Task instructions:
Each entry in the listing below should be restated word for word.

Information shown:
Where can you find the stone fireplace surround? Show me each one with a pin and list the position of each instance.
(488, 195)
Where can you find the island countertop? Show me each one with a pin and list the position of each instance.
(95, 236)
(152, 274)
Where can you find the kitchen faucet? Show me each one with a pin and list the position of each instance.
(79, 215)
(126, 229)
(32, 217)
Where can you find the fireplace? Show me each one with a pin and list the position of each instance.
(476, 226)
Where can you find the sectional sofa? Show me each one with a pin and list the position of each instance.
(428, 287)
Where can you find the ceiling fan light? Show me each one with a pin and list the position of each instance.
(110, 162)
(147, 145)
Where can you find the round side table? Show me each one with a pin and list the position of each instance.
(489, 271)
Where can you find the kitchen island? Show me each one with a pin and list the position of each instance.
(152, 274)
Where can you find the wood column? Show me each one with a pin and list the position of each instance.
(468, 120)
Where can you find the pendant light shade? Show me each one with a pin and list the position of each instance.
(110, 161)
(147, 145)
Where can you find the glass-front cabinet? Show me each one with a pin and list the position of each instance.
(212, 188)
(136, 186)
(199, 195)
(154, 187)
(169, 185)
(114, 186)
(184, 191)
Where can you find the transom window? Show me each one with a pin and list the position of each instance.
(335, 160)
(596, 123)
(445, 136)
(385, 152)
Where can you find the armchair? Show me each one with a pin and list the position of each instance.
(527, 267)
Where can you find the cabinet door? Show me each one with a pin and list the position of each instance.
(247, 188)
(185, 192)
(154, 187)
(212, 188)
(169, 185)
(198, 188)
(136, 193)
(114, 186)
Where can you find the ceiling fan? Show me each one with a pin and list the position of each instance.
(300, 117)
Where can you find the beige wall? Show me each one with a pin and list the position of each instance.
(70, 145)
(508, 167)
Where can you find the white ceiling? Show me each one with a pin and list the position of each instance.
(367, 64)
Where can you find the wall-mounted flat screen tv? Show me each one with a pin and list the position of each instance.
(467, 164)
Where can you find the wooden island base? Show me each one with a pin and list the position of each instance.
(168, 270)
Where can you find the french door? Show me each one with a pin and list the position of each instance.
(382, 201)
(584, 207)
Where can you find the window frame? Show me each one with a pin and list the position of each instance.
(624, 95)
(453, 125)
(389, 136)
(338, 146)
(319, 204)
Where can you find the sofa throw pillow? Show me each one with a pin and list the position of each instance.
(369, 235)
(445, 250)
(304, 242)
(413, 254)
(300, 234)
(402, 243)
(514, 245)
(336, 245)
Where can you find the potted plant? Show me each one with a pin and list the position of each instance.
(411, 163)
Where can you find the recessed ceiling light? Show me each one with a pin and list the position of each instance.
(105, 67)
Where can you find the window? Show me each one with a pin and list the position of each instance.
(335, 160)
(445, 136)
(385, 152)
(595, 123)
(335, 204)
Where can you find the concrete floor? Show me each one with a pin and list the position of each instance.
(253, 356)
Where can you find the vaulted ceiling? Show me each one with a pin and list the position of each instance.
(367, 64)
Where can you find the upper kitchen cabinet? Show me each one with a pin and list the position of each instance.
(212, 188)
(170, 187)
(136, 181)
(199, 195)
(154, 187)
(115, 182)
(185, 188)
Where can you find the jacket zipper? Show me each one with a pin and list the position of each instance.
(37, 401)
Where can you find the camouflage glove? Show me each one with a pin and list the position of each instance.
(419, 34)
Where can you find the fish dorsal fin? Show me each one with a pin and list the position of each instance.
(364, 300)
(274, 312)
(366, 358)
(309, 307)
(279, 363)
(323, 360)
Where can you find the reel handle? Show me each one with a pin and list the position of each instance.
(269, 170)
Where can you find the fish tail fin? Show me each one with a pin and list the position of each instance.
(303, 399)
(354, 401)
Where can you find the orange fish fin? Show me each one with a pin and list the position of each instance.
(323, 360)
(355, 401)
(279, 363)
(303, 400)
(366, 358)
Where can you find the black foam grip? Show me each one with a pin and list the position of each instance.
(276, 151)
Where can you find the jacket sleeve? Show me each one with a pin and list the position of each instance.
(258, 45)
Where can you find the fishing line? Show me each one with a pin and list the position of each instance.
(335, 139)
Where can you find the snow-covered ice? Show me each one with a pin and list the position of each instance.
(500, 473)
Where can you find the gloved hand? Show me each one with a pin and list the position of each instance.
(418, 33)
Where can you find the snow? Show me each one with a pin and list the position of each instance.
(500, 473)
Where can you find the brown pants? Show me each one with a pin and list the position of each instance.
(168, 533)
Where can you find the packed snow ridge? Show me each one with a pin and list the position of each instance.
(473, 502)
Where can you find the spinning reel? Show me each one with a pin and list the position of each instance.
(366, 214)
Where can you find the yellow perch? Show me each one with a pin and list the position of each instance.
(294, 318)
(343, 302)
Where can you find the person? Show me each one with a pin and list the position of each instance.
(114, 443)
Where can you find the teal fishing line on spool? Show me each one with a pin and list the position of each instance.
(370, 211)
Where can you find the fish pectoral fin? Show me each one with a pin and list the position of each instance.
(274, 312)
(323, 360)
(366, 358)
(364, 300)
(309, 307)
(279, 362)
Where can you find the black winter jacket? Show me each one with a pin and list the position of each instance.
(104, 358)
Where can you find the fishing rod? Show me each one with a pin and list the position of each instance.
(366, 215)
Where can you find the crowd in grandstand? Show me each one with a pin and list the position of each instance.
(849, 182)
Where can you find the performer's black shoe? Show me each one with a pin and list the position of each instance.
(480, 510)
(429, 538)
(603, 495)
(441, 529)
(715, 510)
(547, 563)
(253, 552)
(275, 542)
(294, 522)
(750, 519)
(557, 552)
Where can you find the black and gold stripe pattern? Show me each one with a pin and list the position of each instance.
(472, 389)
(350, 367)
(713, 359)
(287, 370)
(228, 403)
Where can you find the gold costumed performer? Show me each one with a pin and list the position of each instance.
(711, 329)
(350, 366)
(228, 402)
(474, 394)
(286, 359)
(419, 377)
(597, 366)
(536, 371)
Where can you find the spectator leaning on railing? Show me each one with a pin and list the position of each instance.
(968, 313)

Correct output:
Where can you find the stone fireplace surround? Show me each one with a pin and list the position of each instance.
(488, 195)
Where can you find the island countertop? Show me each one with a pin and list the position of each instance.
(95, 236)
(152, 274)
Where can you find the kitchen faucet? Show me each one with a pin and list the position of each instance.
(79, 215)
(126, 229)
(32, 217)
Where can you find the fireplace? Show me each one with a pin and list the position of each instance.
(476, 226)
Where can you find the sectional sofa? Show me each one with a pin and list the position of each instance.
(428, 287)
Where can you find the ceiling fan light? Show me each one with a pin and list the position of each instance.
(110, 162)
(147, 145)
Where can you find the round side table? Show me each one with a pin and list the position of each instance.
(489, 271)
Where can you find the kitchen island? Show me each one with a pin and list the position of each instance.
(152, 274)
Where can you find the wood column? Show me each one with a pin and list the position of each instance.
(468, 120)
Where can you find the pendant light shade? Show me each one with a pin and list the position of each instance.
(110, 161)
(147, 145)
Where can you find the glass-front cabinet? Show me each one with a pin and list the position of each instance.
(212, 188)
(136, 186)
(199, 195)
(154, 187)
(169, 185)
(114, 186)
(184, 191)
Where can you find the transom window? Show me each one with a pin and list the position of each instance.
(335, 160)
(596, 123)
(445, 136)
(385, 152)
Where can you find the armchair? Show me each one with a pin and list the position of each instance.
(527, 267)
Where can you find the cabinet door? Show me each one with a pin and list the position of each instance.
(247, 188)
(185, 192)
(154, 187)
(212, 188)
(169, 185)
(198, 188)
(136, 193)
(114, 186)
Where can you find the ceiling fan? Show me each one with a pin and list the position of each instance.
(300, 117)
Where can you find the beige wall? Show me each one with a pin and list the position of each instance.
(70, 145)
(508, 167)
Where can you find the white ceiling? Show me each one with a pin and list the position of each instance.
(367, 64)
Where can you find the wall-mounted flat screen tv? Show me each one with a pin and list the position of each instance.
(467, 164)
Where can you find the wooden island base? Show me each one with a pin and list the position of each instance.
(168, 270)
Where can you find the french door? Show me each one with a pin and list the position of each instance.
(382, 201)
(584, 207)
Where can you find the window frame? Show me each one with a pin and list the position of each instance.
(624, 95)
(453, 125)
(389, 136)
(338, 146)
(319, 204)
Where can you find the sofa throw pillow? Show me each one with a pin and list the position of each instance.
(369, 235)
(445, 250)
(304, 242)
(413, 254)
(300, 234)
(402, 243)
(514, 245)
(336, 245)
Where can you find the potted plant? Show me each one with a pin and list the position of each instance.
(411, 163)
Where can you find the recessed ceiling light? Show me each one with a pin and list the position of each instance.
(105, 67)
Where can you find the window? Show me each one with a pin and list the position of each instance.
(335, 160)
(445, 136)
(385, 152)
(595, 123)
(335, 204)
Where can you find the concrete floor? Show me each one with a pin and list the position of each instance.
(253, 356)
Where can you find the vaulted ceiling? Show me each one with a pin and list the position of each instance.
(367, 64)
Where can you find the upper kitchen cabinet? Show me each one with a pin and list the position of each instance.
(212, 188)
(170, 187)
(136, 181)
(199, 195)
(154, 187)
(115, 182)
(185, 188)
Where can you find the jacket zipper? Show me each one with a pin and list the position of each instance.
(37, 401)
Where can you find the camouflage glove? Show me each one with a pin and list the position of each instance.
(419, 34)
Where can you find the fish dorsal fin? Show me each one with a pin and list the position of each instance.
(364, 300)
(274, 312)
(366, 358)
(309, 307)
(279, 363)
(323, 360)
Where can you find the reel handle? Show me each one with a pin and list the position of each instance.
(269, 170)
Where can you find the fish tail fin? Show me each one with a pin and list the position of each instance.
(303, 399)
(354, 401)
Where can you find the orange fish fin? Show me each one with a pin and list the position of each instance.
(323, 360)
(355, 401)
(279, 363)
(303, 400)
(366, 358)
Where can you find the black foam grip? Show me each one with a pin and list the position of each instance.
(276, 151)
Where can you find the jacket sleeve? Show me each one with a pin and list the position of each instance.
(258, 45)
Where can you find the fishing line? Show me each one with a pin and list the position of each instance.
(335, 139)
Where can you find the snow-covered ice? Show me each one with a pin and list the position of each instance.
(500, 473)
Where can you find the gloved hand? Show me each one with a pin and list the position of each instance.
(418, 33)
Where can you find the snow? Show me each one with a pin and list the position of each instance.
(500, 473)
Where can you find the brown pants? Show me each one with a pin and list the position of each instance.
(168, 533)
Where can you find the packed snow ridge? Show me each one with a pin and list the position of each instance.
(473, 502)
Where can you find the spinning reel? Show me each one with a pin and list the position of each instance.
(366, 214)
Where can you find the yellow perch? Show me each one with a pin and list the position of each instance.
(294, 318)
(343, 302)
Where can you find the person? Show me each one with a pin and list the position of each instance.
(114, 443)
Where can you find the teal fishing line on spool? Show me each one with a pin and list the position of each instance.
(370, 211)
Where can you find the fish pectoral fin? Show me each one with a pin and list the position of each instance.
(274, 312)
(323, 360)
(366, 358)
(364, 300)
(309, 307)
(279, 362)
Where can you find the black winter jacket? Show me each one with a pin and list the position of each instance.
(104, 358)
Where can you find the fishing rod? Show me each one with a pin and list the position of each instance.
(366, 215)
Where can you find the crowd in grandstand? Show me each one with a pin and list the position of each instance.
(849, 182)
Where can you find the performer's black shoe? Show me each one with a pin and list the position of each instance.
(480, 510)
(429, 538)
(603, 495)
(441, 529)
(715, 510)
(547, 563)
(253, 552)
(275, 542)
(294, 522)
(750, 519)
(557, 552)
Where can you find the black and gold stripe pattern? Show me each one with a pin and list the position of each instance.
(472, 389)
(350, 367)
(713, 359)
(287, 370)
(228, 403)
Where can you find the gold costumed performer? Show me each one with a pin and list the position of each instance.
(711, 329)
(350, 366)
(228, 402)
(474, 394)
(286, 359)
(419, 377)
(597, 366)
(536, 371)
Where can you find the spectator leaning on railing? Show me each one with a pin and list the position of each instance.
(968, 313)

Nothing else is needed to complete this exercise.